(Dataset records)
## start
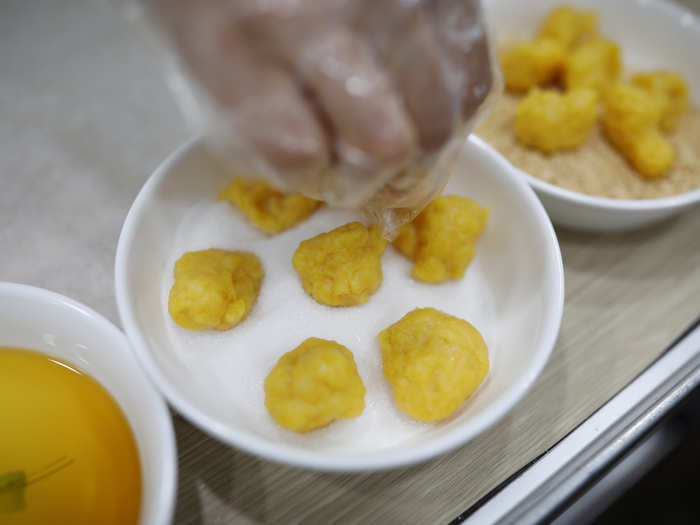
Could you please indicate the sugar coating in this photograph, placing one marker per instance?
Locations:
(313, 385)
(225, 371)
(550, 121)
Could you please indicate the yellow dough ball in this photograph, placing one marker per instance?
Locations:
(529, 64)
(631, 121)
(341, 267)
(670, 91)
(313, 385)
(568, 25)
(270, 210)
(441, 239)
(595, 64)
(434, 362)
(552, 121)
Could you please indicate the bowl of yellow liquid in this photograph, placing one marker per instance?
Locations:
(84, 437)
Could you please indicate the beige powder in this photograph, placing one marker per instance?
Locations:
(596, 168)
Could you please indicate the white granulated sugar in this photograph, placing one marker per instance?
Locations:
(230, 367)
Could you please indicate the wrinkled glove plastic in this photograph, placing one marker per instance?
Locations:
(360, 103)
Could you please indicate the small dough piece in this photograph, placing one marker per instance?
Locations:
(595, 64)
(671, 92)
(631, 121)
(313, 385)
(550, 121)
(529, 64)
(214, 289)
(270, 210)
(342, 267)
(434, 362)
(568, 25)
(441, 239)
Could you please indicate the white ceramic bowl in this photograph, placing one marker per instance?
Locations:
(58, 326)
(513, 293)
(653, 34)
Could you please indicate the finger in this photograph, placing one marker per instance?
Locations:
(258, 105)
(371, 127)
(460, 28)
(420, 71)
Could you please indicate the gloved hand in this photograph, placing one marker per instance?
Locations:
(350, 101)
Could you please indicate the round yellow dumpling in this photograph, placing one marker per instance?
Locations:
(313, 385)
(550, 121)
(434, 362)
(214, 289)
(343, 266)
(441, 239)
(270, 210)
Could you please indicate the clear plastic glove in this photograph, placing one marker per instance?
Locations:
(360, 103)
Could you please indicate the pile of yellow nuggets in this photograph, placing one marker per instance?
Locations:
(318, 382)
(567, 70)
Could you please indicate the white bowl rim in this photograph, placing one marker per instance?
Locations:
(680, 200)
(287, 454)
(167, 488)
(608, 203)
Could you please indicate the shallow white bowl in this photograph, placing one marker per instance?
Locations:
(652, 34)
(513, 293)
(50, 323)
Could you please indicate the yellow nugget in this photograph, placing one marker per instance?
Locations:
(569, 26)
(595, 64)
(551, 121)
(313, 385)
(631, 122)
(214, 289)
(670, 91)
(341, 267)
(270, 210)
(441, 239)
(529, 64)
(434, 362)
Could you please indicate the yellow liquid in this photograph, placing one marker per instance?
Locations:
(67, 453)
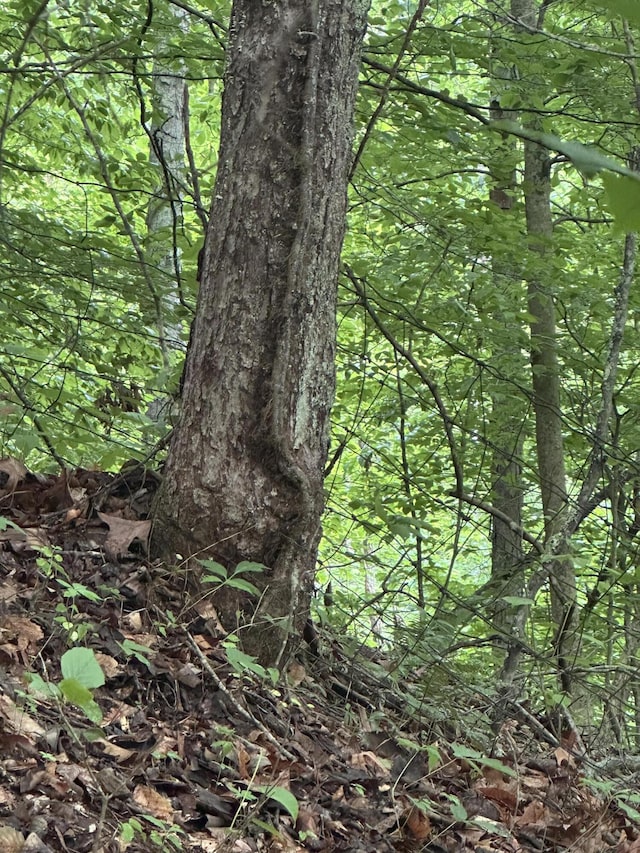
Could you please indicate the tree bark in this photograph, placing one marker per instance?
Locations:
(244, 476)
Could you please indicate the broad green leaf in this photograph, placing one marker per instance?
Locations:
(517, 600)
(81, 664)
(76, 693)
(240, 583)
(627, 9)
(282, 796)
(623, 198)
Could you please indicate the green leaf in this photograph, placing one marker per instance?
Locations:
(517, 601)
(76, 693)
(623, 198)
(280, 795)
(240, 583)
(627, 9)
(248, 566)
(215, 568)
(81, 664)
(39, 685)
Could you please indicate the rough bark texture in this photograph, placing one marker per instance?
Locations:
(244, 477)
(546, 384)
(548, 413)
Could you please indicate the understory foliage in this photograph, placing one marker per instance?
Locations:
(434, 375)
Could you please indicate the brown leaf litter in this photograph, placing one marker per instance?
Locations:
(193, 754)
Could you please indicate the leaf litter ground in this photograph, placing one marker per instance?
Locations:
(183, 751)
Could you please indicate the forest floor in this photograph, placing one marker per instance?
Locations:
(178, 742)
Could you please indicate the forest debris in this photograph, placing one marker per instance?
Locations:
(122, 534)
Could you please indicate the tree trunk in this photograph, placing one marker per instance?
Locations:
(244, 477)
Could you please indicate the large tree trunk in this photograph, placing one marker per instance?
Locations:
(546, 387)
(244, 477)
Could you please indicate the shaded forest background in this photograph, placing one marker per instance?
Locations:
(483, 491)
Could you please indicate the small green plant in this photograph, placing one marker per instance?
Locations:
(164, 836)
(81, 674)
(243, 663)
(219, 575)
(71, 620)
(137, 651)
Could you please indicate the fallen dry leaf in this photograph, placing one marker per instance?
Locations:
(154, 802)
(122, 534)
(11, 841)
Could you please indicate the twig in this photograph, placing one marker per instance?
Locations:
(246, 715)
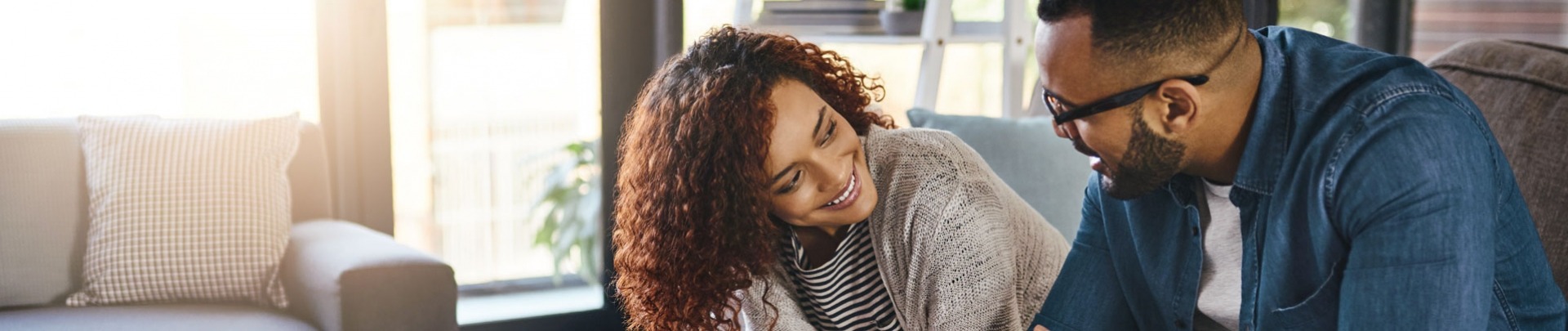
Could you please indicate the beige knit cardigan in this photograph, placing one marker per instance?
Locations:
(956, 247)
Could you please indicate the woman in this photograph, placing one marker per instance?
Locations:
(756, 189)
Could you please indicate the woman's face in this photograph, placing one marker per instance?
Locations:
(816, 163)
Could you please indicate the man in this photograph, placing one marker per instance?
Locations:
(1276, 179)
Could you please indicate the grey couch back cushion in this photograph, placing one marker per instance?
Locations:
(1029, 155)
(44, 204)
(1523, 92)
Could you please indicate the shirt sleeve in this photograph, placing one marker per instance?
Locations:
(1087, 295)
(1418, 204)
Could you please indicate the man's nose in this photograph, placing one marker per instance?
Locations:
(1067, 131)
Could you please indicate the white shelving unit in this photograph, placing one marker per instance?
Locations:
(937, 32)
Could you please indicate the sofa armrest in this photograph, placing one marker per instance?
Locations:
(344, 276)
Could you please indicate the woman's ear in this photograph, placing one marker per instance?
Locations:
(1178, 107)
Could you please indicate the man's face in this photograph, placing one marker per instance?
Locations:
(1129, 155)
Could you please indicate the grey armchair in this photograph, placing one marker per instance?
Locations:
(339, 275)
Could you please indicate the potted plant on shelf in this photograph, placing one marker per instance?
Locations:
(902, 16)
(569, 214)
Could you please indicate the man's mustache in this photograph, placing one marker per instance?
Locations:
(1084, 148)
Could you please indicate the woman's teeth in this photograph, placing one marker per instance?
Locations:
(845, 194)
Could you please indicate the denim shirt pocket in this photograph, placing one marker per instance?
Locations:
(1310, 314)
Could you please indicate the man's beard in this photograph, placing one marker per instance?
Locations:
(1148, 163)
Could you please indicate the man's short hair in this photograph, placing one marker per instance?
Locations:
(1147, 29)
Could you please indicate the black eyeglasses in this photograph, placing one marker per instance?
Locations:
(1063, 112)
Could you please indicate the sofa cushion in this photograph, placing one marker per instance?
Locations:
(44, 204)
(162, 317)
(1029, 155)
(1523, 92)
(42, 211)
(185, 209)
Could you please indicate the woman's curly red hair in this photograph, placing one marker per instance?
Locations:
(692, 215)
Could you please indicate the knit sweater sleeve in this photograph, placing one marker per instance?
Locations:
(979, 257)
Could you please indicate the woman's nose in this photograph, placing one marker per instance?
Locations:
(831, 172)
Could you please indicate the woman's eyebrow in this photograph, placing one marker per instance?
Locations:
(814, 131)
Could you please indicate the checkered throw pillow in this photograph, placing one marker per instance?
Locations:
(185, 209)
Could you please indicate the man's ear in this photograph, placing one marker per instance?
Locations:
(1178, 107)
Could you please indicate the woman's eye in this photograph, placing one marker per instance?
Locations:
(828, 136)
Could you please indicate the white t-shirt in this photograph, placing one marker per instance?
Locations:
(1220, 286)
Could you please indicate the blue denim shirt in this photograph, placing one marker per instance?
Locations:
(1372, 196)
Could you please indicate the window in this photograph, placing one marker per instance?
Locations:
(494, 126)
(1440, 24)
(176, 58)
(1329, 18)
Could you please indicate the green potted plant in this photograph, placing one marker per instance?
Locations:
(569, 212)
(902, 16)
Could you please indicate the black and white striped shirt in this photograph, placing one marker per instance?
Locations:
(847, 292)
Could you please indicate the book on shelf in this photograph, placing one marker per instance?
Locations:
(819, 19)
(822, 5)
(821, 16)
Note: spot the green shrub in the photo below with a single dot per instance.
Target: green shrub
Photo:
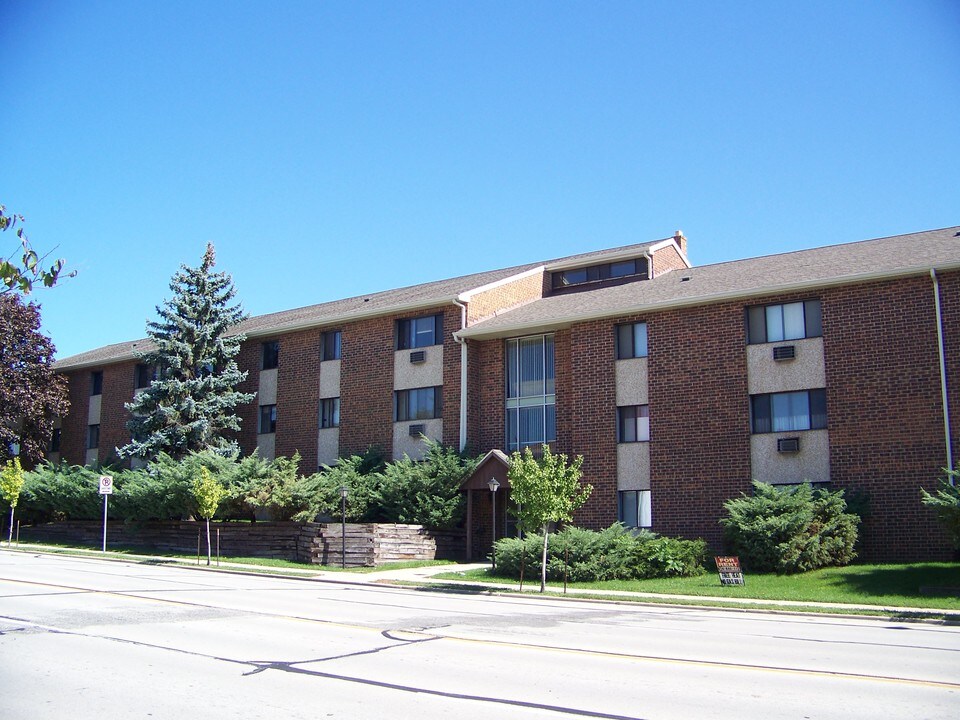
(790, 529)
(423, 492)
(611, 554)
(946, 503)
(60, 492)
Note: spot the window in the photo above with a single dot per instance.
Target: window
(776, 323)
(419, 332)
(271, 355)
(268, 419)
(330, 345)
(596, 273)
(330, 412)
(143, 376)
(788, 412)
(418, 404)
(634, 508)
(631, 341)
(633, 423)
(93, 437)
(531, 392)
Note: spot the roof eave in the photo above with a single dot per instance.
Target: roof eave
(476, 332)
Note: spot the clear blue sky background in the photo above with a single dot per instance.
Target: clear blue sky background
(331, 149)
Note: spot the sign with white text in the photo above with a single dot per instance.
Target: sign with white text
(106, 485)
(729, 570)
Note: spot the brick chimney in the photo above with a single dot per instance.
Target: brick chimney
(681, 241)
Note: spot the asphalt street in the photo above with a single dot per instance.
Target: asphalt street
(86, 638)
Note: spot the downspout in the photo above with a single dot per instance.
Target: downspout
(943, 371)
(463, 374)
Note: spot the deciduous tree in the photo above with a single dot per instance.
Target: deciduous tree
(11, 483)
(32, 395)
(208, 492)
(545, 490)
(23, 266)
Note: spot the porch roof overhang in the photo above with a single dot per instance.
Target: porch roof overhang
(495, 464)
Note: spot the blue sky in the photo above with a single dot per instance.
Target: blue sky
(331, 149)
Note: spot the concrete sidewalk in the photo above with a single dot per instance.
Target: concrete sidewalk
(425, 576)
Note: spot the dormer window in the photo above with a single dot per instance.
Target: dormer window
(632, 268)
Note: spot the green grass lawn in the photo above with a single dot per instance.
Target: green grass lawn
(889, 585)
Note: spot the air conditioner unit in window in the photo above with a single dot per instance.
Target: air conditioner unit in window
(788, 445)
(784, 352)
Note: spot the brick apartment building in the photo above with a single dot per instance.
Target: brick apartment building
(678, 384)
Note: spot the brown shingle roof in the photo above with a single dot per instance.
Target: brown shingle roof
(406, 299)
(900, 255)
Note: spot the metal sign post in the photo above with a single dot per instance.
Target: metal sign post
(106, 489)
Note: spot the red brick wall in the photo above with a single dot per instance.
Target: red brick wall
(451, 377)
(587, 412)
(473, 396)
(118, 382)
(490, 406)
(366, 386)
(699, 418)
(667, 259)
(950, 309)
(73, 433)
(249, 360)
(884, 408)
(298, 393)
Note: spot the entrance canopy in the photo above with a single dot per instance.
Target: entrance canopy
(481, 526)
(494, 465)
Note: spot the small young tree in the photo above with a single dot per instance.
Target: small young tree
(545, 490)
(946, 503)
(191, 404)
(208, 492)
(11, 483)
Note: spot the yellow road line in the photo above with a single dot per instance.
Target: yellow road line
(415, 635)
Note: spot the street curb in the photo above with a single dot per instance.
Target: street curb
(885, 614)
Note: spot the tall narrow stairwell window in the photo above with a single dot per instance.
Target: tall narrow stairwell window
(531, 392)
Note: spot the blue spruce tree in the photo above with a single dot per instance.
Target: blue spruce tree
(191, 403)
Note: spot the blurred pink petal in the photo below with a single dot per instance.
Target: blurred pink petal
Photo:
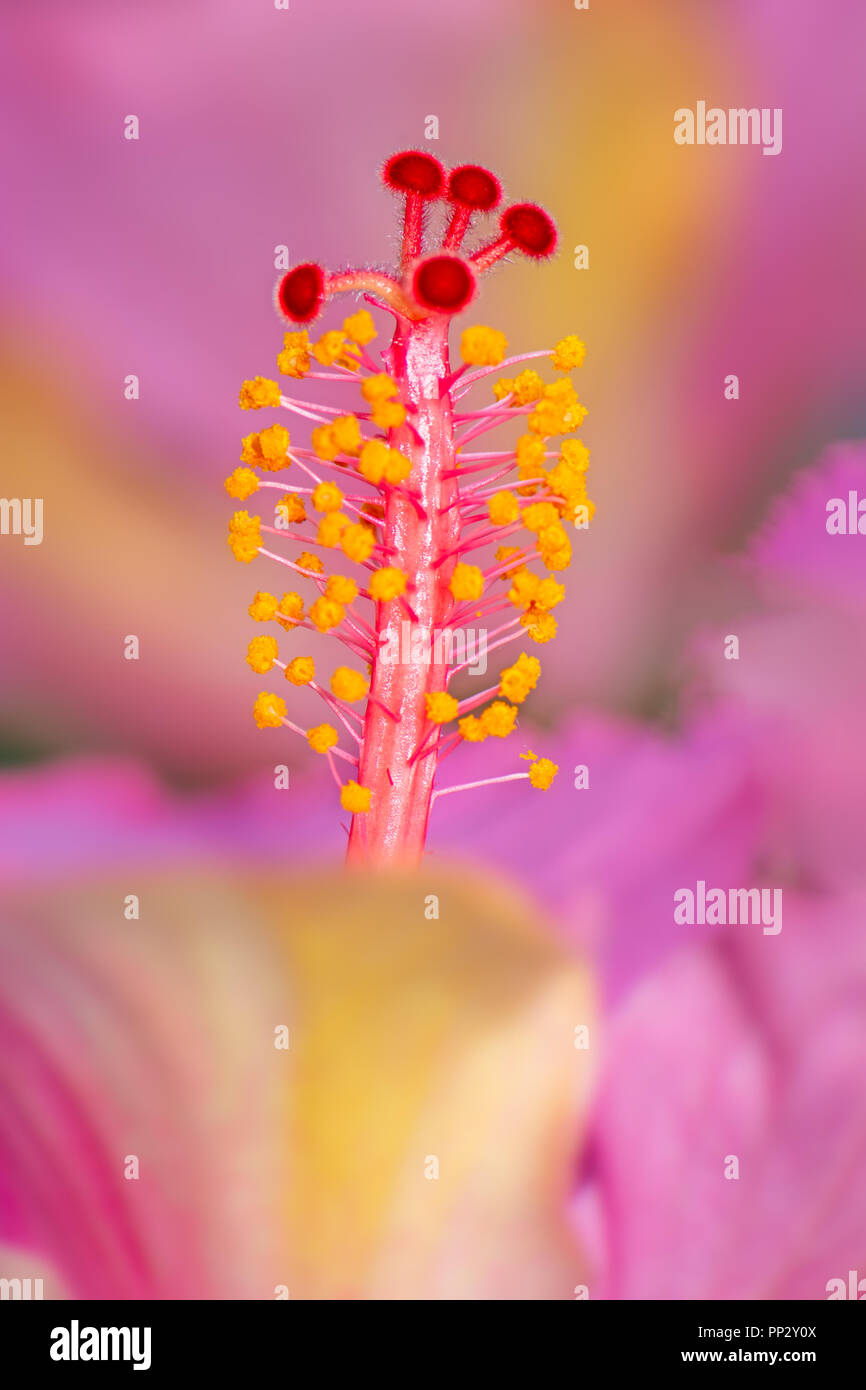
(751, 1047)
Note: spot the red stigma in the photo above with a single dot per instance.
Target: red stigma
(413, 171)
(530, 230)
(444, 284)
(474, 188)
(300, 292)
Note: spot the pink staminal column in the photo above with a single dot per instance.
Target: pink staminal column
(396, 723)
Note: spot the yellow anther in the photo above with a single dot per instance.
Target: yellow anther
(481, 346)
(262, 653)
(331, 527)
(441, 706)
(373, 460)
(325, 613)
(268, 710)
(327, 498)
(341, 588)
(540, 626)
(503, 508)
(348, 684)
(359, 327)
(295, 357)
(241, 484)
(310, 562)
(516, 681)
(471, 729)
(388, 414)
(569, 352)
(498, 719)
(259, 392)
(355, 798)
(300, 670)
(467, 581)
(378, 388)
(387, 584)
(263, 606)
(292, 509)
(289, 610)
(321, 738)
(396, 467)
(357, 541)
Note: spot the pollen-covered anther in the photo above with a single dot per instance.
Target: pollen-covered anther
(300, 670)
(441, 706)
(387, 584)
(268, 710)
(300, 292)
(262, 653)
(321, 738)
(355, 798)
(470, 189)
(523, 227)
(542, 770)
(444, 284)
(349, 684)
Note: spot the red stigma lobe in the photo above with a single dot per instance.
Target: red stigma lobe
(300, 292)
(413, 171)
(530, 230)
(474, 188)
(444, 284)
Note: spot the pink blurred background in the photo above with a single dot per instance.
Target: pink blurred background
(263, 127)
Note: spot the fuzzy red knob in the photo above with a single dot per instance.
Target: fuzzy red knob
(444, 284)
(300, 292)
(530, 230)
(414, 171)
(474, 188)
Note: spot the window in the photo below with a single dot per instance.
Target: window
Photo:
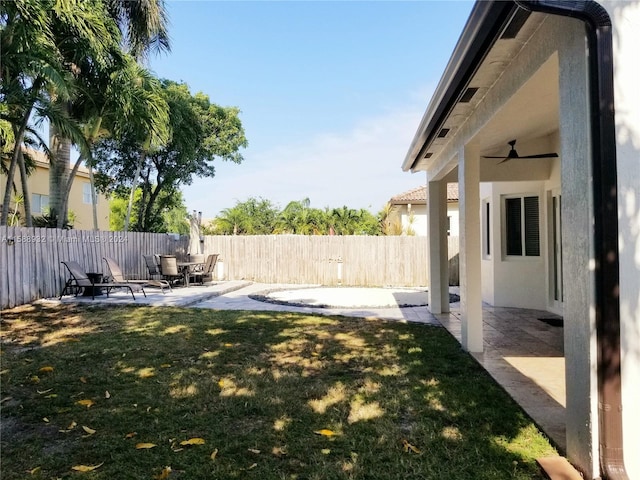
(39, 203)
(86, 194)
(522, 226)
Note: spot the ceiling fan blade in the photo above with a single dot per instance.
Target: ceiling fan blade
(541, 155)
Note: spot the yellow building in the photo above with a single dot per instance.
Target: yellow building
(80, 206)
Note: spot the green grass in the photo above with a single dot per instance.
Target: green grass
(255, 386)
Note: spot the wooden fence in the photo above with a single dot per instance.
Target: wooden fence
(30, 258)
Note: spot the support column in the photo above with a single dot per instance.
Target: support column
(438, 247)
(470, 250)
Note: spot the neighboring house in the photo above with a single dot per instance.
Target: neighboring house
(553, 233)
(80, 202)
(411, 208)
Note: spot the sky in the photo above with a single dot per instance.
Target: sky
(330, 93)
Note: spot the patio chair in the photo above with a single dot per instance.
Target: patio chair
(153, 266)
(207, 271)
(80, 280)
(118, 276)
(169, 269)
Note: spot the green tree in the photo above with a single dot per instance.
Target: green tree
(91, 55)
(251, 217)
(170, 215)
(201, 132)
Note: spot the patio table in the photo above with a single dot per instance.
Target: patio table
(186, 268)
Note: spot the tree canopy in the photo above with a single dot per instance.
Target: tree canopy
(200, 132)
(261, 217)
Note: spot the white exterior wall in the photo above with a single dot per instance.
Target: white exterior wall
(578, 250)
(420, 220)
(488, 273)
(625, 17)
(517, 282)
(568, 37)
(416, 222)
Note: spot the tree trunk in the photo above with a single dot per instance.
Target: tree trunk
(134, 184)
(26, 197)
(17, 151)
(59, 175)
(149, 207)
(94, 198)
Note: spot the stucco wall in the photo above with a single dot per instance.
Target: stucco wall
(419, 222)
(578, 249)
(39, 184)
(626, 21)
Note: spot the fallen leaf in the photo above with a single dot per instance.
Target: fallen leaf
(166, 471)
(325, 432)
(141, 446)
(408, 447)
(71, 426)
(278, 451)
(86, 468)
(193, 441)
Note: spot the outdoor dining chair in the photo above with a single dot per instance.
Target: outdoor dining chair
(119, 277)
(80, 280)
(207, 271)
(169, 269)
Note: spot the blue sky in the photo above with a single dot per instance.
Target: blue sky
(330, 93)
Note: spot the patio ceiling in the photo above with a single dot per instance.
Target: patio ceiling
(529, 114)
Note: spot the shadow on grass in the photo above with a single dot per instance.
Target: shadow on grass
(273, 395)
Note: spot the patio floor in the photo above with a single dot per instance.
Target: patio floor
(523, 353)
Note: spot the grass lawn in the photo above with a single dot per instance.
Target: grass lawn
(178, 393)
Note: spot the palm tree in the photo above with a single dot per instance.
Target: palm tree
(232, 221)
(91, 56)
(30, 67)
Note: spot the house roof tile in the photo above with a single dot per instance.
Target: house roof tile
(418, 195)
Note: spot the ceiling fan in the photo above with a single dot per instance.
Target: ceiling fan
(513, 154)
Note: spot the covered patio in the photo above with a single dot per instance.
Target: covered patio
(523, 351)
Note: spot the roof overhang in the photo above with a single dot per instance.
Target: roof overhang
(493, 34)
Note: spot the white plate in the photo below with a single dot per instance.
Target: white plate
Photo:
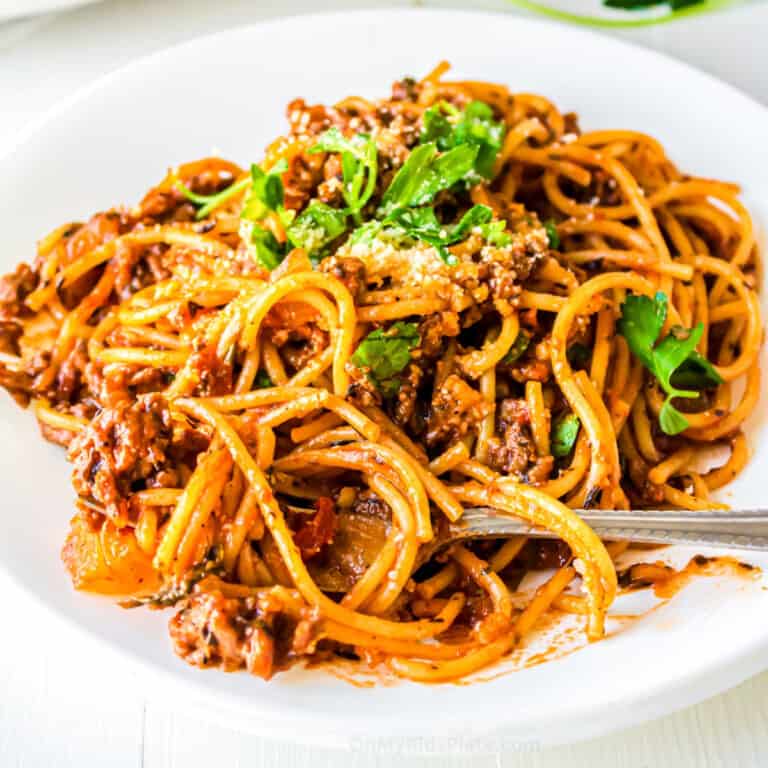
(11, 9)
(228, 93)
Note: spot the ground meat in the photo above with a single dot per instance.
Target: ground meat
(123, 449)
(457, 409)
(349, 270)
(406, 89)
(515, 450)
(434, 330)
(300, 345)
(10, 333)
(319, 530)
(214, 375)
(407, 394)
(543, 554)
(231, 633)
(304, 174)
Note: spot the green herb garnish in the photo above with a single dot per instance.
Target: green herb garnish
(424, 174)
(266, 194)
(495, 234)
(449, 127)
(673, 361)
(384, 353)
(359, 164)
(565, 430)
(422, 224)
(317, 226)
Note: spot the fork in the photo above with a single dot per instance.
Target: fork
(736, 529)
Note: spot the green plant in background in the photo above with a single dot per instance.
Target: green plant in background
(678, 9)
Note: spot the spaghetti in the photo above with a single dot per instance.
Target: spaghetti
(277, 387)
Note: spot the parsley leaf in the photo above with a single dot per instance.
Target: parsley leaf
## end
[Problem to work on]: Render the lines of the items from the one containing "Note: spot the ground" through the end of the items, inclusive, as a numbered list, leaving out any blank lines.

[Final result]:
1. Note: spot the ground meat in the photo above with a single dot per instance.
2. Target: ground meat
3. (123, 449)
4. (457, 409)
5. (349, 270)
6. (406, 89)
7. (515, 450)
8. (434, 330)
9. (300, 345)
10. (10, 333)
11. (319, 530)
12. (214, 375)
13. (407, 394)
14. (543, 554)
15. (231, 633)
16. (304, 174)
17. Note: spot the green herb garnish in the photo above with a single dot per instance.
18. Target: green herb garnish
19. (424, 174)
20. (266, 194)
21. (495, 234)
22. (449, 127)
23. (673, 361)
24. (384, 353)
25. (359, 164)
26. (565, 430)
27. (422, 224)
28. (317, 226)
29. Note: spot the fork in the photo above with a single dot per instance.
30. Target: fork
31. (736, 529)
32. Note: spot the green plant in background in the photo above with a single dot per instance.
33. Target: green plant in background
34. (678, 9)
35. Note: spot the spaghetti in the photo above with a single dot per instance.
36. Target: spaghetti
37. (277, 387)
38. Note: spot the parsley leaf in the photo above with a single dot per instance.
39. Target: parsley leaf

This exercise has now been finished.